BEGIN Records for this exercise

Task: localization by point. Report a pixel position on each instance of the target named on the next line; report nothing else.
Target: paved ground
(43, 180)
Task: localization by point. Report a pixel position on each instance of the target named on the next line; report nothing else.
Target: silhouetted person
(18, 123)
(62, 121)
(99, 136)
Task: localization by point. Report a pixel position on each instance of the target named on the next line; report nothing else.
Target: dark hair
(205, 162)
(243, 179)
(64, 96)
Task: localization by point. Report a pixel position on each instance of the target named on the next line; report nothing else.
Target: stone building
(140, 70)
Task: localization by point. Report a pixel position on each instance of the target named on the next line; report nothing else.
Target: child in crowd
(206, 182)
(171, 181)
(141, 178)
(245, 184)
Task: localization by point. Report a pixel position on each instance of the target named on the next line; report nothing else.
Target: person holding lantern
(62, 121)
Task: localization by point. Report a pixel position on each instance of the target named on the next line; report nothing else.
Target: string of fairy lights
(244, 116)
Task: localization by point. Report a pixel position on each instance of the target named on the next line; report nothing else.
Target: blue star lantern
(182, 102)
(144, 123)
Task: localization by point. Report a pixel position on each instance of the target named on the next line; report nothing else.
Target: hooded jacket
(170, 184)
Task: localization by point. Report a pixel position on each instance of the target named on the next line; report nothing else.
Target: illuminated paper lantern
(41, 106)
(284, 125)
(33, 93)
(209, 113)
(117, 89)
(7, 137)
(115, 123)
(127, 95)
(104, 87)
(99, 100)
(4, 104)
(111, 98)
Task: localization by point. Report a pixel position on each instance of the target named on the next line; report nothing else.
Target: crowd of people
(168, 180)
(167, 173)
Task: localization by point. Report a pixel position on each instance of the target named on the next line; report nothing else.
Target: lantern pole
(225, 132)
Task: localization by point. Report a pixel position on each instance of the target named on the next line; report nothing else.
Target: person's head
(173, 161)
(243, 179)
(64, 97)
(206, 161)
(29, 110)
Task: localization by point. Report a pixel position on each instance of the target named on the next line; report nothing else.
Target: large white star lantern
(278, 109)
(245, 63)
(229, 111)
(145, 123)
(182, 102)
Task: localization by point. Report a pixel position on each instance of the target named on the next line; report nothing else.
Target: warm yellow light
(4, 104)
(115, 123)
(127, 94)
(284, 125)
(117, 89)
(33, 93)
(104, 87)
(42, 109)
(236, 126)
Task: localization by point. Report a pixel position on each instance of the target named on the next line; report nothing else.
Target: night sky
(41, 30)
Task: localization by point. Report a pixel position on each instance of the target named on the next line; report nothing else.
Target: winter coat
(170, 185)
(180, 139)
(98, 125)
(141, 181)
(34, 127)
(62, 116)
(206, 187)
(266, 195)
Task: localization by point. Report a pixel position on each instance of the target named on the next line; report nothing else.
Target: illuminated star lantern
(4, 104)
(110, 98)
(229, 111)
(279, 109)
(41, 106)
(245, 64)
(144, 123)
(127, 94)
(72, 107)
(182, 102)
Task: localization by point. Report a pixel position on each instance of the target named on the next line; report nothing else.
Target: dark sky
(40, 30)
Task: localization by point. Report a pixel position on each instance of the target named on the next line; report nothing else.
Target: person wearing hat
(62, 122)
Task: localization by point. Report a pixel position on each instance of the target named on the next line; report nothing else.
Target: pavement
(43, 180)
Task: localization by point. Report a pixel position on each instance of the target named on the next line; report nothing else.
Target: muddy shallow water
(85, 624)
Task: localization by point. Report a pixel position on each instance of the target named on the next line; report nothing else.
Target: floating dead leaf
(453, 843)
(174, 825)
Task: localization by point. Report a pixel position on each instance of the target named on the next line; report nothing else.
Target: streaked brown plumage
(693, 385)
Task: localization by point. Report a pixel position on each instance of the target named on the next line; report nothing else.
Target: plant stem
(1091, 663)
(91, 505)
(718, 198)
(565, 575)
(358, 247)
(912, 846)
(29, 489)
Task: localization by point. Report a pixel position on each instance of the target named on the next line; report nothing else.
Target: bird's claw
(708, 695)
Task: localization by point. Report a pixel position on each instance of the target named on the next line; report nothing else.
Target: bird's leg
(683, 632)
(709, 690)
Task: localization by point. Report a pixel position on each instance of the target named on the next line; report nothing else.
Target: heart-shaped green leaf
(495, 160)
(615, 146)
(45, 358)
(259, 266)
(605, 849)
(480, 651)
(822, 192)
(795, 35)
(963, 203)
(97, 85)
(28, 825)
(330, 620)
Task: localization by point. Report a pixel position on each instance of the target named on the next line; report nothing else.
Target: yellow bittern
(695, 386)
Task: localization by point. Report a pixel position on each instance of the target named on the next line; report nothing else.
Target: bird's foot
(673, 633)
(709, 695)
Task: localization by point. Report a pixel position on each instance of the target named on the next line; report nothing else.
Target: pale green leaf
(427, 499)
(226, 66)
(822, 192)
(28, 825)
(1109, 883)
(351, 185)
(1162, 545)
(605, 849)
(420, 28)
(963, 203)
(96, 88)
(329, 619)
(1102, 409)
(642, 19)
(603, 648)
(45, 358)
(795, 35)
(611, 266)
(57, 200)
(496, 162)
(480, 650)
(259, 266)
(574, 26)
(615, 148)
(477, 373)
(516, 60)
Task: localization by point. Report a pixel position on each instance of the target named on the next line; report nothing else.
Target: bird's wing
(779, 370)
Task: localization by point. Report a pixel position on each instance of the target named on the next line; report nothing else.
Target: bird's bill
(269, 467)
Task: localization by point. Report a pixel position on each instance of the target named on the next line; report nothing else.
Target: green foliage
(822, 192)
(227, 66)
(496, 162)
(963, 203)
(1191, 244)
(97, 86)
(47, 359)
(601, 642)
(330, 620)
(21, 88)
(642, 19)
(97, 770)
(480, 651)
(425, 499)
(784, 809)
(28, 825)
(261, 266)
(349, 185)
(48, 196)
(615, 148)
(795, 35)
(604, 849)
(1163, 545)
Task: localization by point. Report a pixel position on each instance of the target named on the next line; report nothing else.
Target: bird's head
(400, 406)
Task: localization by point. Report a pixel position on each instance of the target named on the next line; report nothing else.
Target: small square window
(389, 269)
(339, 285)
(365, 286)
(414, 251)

END Records for this exercise

What is asked: Make a verbatim copy of every entry shown above.

Response to this exercise:
Task: localization by point. Report a pixel position on each instance of the target named on the next line; report nothing else.
Target: paved ground
(43, 180)
Task: localization by point. Report a pixel position on each instance of the target named on the next line; report nothing else.
Target: silhouetted person
(18, 123)
(62, 121)
(99, 136)
Task: localization by point. Report a pixel position on each instance of the target named on the next line; report nothing else.
Target: dark hair
(205, 162)
(243, 179)
(64, 96)
Task: localization by point. Report a pixel position on each instance of the target named on the next line; report nothing else.
Target: stone building
(140, 70)
Task: localization by point. Report a pixel position on each instance of the target named on the next line; report nothing else.
Target: child in crowd
(206, 182)
(171, 181)
(141, 178)
(245, 184)
Task: localization by point. Report a pixel position on each instance of the target named on the next line; report nothing else.
Target: person holding lantern
(62, 121)
Task: localization by point. Report a pixel position on each instance of the target named on the next line; report nothing else.
Target: string of fairy lights
(244, 116)
Task: localization by point. Report a pixel position on each instance of the target named on the next line; report nothing else.
Target: blue star lantern
(182, 102)
(144, 123)
Task: localization by point. Report a pixel position on each instance of the target named on the next line; report nothing else.
Target: hooded jacket
(170, 184)
Task: localization by point. Report a pixel position on each instance of the target named on the next line; report nothing else.
Target: illuminated paper lantern
(41, 106)
(284, 125)
(33, 93)
(209, 113)
(117, 89)
(7, 137)
(115, 123)
(127, 95)
(104, 87)
(99, 100)
(4, 104)
(111, 98)
Task: localization by point. Report a pixel position on each instance of the target named on the next line; report nothing else.
Target: crowd of people
(168, 180)
(167, 173)
Task: localization by point. Report a pixel position on each instance of the target named on the next line; report nothing else.
Target: lantern pole
(225, 132)
Task: localization by point. Report a pixel position on each instance of the target named on the next line; report nothing else.
Target: person's head
(173, 161)
(243, 179)
(64, 97)
(206, 161)
(29, 110)
Task: localization by point. Report a pixel position on each instance of the target named on the next line; report nothing else.
Target: large white star lantern
(278, 109)
(245, 63)
(229, 111)
(145, 123)
(182, 102)
Task: localization by point. Report a pixel position on each instance of the target named on the next line; report nothing else.
Target: warm yellow light
(4, 104)
(115, 123)
(127, 94)
(284, 125)
(117, 89)
(33, 93)
(104, 87)
(42, 109)
(236, 126)
Task: localization by point. Report a pixel position on each instance of the target named on the next line; report nothing else.
Target: night sky
(41, 30)
Task: localization by point. Report a pixel position on each instance of the target named on the next line; report nothing else.
Target: winter coat
(170, 185)
(180, 139)
(98, 125)
(141, 181)
(34, 127)
(62, 116)
(206, 187)
(266, 195)
Task: localization by point. Report a pixel position on each instance of the target named on the next line; report nothing else.
Target: illuminated star lantern
(4, 104)
(110, 98)
(229, 111)
(279, 109)
(41, 106)
(245, 64)
(144, 123)
(127, 94)
(72, 107)
(182, 102)
Task: localization by point. Report a pixel position on each instance of the target named on the next line; report nothing else.
Target: dark sky
(40, 30)
Task: localization by point. Report a pixel position on each instance of the target named on the next line; report nothing else.
Target: person wearing hat
(62, 122)
Task: localization by point. Report a pixel position on each instance of the target named on the next line; report nothing else.
Target: pavement
(43, 180)
Task: localization by point. Report a pixel position on each instance of the target named on the next line; report nothing else.
Target: muddy shallow water
(85, 624)
Task: localization by point. Report a pixel position on each instance of the target named on the next line; report nothing else.
Target: floating dead leaf
(453, 843)
(174, 825)
Task: localization by point. Report a pixel position on each instance of the target named on the next line; report nothing else.
Target: streaked brown plumage
(693, 385)
Task: localization by point. Report a pixel position on each instance of the target named on the next line; report nothing else.
Target: plant stem
(1091, 663)
(91, 505)
(718, 198)
(565, 575)
(358, 247)
(912, 846)
(29, 489)
Task: localization by point. Report a pixel position on each instance of the target named on the next line; report nothing else.
Target: bird's claw
(708, 695)
Task: localization by point. Report a pixel position on each instance of the target named on the next line; report nothing else.
Target: bird's leg
(683, 632)
(709, 690)
Task: localization by point. Report a pixel position on each instance of the target named on the next line; report nothing else.
Target: heart-shaped green leaf
(495, 160)
(615, 146)
(45, 358)
(259, 266)
(605, 849)
(480, 651)
(822, 192)
(795, 35)
(963, 203)
(97, 85)
(28, 825)
(330, 620)
Task: localization by point. Report a pixel position on each instance of the target named on the next line; report nothing else.
Target: yellow bittern
(695, 386)
Task: localization by point. Report a pixel position on each instance of the target named on the next line; report nothing else.
Target: bird's foot
(673, 633)
(709, 695)
Task: localization by point. Report a pixel position on each instance of the target named on the next line; report nothing else.
Target: pale green leaf
(427, 499)
(226, 66)
(822, 192)
(28, 825)
(1109, 883)
(351, 185)
(1162, 545)
(605, 849)
(420, 28)
(963, 203)
(96, 88)
(329, 619)
(1102, 409)
(642, 19)
(603, 648)
(45, 358)
(795, 35)
(611, 266)
(57, 200)
(496, 162)
(480, 650)
(259, 266)
(574, 26)
(615, 148)
(477, 373)
(516, 60)
Task: localization by point. Report a pixel position on each instance of the target named on the next line; report nothing else.
Target: bird's wing
(779, 370)
Task: localization by point. Report a pixel position on each instance of the target named on the next line; report nothing else.
Target: bird's bill
(269, 467)
Task: localization by point. Report a pixel position on each instance of the target named on the next line; report nothing else.
Target: green foliage
(822, 192)
(227, 66)
(496, 162)
(963, 203)
(1191, 244)
(97, 86)
(47, 359)
(601, 642)
(330, 620)
(21, 88)
(642, 19)
(97, 770)
(480, 651)
(425, 499)
(784, 809)
(28, 825)
(261, 266)
(349, 185)
(48, 196)
(615, 148)
(795, 35)
(604, 849)
(1163, 545)
Task: localization by point. Report a pixel position on each instance of the target named on the next line; report nothing else.
Target: bird's head
(400, 406)
Task: localization by point. Report a pixel position on each instance of the target named on the next line; report nothing else.
Target: small square window
(389, 269)
(339, 285)
(365, 286)
(414, 251)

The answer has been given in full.